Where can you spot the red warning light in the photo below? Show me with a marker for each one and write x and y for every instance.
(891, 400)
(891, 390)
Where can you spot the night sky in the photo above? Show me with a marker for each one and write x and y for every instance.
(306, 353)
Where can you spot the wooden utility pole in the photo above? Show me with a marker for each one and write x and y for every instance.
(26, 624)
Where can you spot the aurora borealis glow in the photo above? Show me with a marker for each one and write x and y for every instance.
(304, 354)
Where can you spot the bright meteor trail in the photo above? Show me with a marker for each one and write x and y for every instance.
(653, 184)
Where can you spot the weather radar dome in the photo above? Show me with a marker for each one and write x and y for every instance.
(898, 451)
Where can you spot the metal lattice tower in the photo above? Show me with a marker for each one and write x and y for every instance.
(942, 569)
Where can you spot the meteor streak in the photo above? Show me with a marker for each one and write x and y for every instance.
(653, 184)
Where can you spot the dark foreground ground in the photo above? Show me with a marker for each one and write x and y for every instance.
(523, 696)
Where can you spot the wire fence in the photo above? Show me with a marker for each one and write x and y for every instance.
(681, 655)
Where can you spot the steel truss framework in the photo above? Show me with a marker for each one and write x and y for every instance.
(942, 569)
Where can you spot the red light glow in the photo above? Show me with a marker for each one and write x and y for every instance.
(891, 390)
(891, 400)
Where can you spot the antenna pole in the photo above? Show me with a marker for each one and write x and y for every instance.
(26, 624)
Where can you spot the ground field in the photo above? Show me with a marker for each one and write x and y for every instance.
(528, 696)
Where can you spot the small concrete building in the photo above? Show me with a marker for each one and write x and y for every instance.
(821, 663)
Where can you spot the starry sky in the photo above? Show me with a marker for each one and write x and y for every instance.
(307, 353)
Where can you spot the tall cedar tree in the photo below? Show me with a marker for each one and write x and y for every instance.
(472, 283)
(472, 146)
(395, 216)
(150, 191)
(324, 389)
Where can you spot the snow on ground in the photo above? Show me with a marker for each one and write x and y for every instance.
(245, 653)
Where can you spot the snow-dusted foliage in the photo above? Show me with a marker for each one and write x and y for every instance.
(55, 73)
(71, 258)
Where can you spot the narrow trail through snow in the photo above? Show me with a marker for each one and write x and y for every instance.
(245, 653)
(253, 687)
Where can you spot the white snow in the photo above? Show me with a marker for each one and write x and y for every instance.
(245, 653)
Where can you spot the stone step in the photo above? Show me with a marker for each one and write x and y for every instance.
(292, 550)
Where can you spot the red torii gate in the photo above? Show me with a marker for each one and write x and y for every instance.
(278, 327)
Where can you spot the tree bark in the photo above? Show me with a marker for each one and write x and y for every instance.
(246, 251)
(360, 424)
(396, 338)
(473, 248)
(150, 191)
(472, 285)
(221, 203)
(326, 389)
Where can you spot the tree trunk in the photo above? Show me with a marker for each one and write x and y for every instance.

○ ○ ○ ○ ○

Work required: Which lines run from the one containing "Where can you spot the small" to the end of the records? Transcribe exactly those, both ends included.

Answer to the problem:
Where can you spot the small concrete building in the photo above? Show me with a marker for each one and write x and y for every instance.
(821, 663)
Where can you spot the starry sky in the photo above? Show me with a marker for each one and write x and y for every instance.
(307, 353)
Where can you spot the tall cedar tree in the photo below? Show me with a marker for each one and write x and y for every instance.
(472, 283)
(472, 146)
(395, 216)
(150, 191)
(324, 389)
Where can you spot the snow on ground in the photo above? Show me with a marker for each one and write x and y for every instance.
(245, 653)
Where can you spot the snow-dusted foliage in the photo above? Show me with a marker for each one and write x and y for every instance.
(55, 73)
(71, 258)
Where can you spot the narrow trail through snow in the photo above? Show me with a marker for each one and write x and y for every instance.
(245, 653)
(253, 687)
Where can you spot the white snow in the photo above? Show me with a marker for each one and write x and y for every instance.
(245, 653)
Where can you spot the stone step in the photo above? Show me with a marker for each one and write x and y for every instance.
(292, 550)
Where can you spot the red torii gate in the photo above? Show me with a marker for each one and write x and y for every instance.
(278, 327)
Where can you spot the tree bark in the photo above? Show me with a marker for each one and write x and y for every instance.
(246, 251)
(360, 424)
(396, 338)
(473, 248)
(150, 191)
(472, 285)
(221, 203)
(326, 389)
Where can you spot the tree trunk in the photo above? Show me with a marker for each one and write x and y for every instance.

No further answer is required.